What you will do
1) According to the passage about Ford, on what date was he sworn in as vice president?
2) Resume the passage about Ford's time in office, picking up after its final sentence.

Start of Exercise passage

5. While serving on the Warren Commission, Ford secretly gave information about the committee’s investigation into JFK’s assassination to the FBI.

In late 1963, President Lyndon B. Johnson appointed Ford to the Warren Commission investigating John F. Kennedy’s assassination. Ford later co-authored a book about the commission’s findings, titled “Portrait of the Assassin” (1965). Years later, documents came to light revealing that Ford opened a private channel of communication with the FBI, then run by J. Edgar Hoover, about the commission’s independent investigation. In 2008, two years after Ford’s death, The Washington Post reported that among the 500 pages of the FBI’s previously confidential file on the former president were memos revealing that Ford approached the FBI to offer them confidential information about the proceedings of the commission, including the fact that several members of the commission doubted the FBI’s single-gunman theory (in which Ford was a strong believer).

6. He wasn’t actually elected to the office of vice president or president.

When Vice President Spiro Agnew resigned late in 1973 after pleading no contest to income tax evasion, then-president Richard Nixon was empowered under the Constitution’s 25th Amendment to appoint a replacement. He chose Ford, who after a thorough background check by the FBI and confirmation by the Senate and House would become the first vice president chosen under the amendment’s provisions. Sworn in on December 6, 1973, Ford would serve only nine months as vice president before the tangled Watergate scandal led Nixon to become the first president in history to resign. At the time Ford took the nation’s highest office, the U.S. economy was in disarray, a worldwide energy shortage was growing worse and the nation had endured a long-running scandal tainting the highest ranks of its leadership. In a memorable inaugural address, Ford declared that “Our long national nightmare is over. Our Constitution works,” and urged Americans to join together to bind the wounds of Watergate.

7. He stood by his decision to pardon Nixon–even though it might have cost him reelection.

Ford occupied the Oval Office for only 896 days. His decision to grant a full and absolute pardon to Richard Nixon stunned and angered much of the nation in September 1974 and inspired suspicions that he had cut a back-room deal with his predecessor. Yet Ford always believed the decision was right, even though it likely contributed to a generally unfavorable assessment of his presidency and helped cost him reelection in 1976, when he was defeated by Jimmy Carter. According to his 1979 autobiography and conversations in retirement, he believed that “all of the healing process that I thought was so essential would have been much more difficult to achieve” had Nixon been forced to face trial during his presidency.

End of Exercise passage
Start of Data extract

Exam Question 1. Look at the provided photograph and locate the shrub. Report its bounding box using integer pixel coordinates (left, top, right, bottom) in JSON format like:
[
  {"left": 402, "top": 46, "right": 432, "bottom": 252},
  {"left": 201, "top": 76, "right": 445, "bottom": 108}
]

End of Data extract

Activity answers
1) December 6, 1973.

2)
8. Ford was the target of two assassination attempts–both in 1975, both in California and both by women.

On the campaign trail in 1975, Ford weathered two different assassination attempts on separate trips to California. In Sacramento on September 5, the Secret Service apprehended Lynette “Squeaky” Fromme (a former follower of Charles Manson) after seeing her with a pistol at a crowded event in Capitol Park. Barely two weeks later, radical activist Sara Jane Moore fired a gun at the president in San Francisco, but a fellow bystander (a former Marine) knocked the weapon out of her hand. Both women were sentenced to life in prison; Moore was released on parole in 2009 while Fromme remains in jail.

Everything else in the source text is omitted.